Text provided:
******

# Days go by by "Dirty Vegas"



## Lanilla (Jan 20, 2012)

My husband moved out about 3 weeks ago. The other day while driving in the car with him (we share a 1 year old son and have to trade off at times, which means I get the great pleasure of sitting in the car with him for 30 min every other day) he told me that he had a song to dedicate to me, Days go by by Dirty Vegas. I listened to it and just thought, okay, so you miss me? But he said that the video explained the song better. So I watched it...??? I'm confused only b/c my husband LEFT ME... I didn't leave him... And not only that, he's told me that he's made a decision for divorce, but is taking the time to seperate and see if his mind will change... OH and he is constantly working as a club promoter (flirting and going out)... what am I not seeing? Y does this song confuse me more?


----------



## hilly2 (Jan 15, 2012)

******

Records from a dataset:
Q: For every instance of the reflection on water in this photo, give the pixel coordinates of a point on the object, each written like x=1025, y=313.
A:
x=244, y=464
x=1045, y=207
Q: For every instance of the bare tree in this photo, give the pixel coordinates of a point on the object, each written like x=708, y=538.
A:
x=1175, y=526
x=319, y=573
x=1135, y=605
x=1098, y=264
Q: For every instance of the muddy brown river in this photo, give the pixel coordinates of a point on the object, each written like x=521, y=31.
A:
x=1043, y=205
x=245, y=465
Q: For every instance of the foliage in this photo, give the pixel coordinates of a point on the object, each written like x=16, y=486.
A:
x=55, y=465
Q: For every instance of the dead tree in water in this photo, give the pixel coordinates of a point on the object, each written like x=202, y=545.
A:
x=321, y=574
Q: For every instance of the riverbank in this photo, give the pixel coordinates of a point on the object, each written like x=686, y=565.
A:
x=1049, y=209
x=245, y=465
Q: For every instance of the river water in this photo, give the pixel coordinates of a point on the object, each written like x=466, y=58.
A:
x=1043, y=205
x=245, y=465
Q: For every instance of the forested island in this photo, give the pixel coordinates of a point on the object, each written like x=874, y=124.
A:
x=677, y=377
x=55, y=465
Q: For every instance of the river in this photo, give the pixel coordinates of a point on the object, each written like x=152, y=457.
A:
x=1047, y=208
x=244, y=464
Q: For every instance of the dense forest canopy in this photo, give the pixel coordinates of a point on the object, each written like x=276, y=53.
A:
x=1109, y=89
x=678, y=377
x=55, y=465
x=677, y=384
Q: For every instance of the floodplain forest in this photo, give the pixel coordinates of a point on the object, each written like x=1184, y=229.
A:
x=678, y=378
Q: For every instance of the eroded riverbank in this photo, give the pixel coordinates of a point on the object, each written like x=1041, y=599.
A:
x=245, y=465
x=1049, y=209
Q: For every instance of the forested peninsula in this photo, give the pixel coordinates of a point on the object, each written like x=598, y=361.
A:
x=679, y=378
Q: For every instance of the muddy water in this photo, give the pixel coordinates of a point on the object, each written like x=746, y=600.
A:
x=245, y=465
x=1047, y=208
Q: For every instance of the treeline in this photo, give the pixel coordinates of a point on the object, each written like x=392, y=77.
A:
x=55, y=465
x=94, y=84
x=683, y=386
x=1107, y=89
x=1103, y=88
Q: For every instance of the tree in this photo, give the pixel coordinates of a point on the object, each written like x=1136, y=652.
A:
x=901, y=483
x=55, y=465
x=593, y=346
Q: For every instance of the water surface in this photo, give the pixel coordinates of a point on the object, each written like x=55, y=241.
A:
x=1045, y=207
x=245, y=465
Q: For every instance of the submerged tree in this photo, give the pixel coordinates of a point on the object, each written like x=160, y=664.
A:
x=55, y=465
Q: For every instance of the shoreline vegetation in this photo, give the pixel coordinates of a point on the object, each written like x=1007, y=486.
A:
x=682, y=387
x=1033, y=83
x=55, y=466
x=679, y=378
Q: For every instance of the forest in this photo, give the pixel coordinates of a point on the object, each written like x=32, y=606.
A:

******

What you will do: Extend the forum thread about the song "Days Go By" by writing the post that follows its final header.

Result of this exercise:
I don't know what to tell you about that. The only advice I can give you is to make sure that his actions match his words. Screw this song stuff. Songs confuse me too. LOL



Lanilla said:


> My husband moved out about 3 weeks ago. The other day while driving in the car with him (we share a 1 year old son and have to trade off at times, which means I get the great pleasure of sitting in the car with him for 30 min every other day) he told me that he had a song to dedicate to me, Days go by by Dirty Vegas. I listened to it and just thought, okay, so you miss me? But he said that the video explained the song better. So I watched it...??? I'm confused only b/c my husband LEFT ME... I didn't leave him... And not only that, he's told me that he's made a decision for divorce, but is taking the time to seperate and see if his mind will change... OH and he is constantly working as a club promoter (flirting and going out)... what am I not seeing? Y does this song confuse me more?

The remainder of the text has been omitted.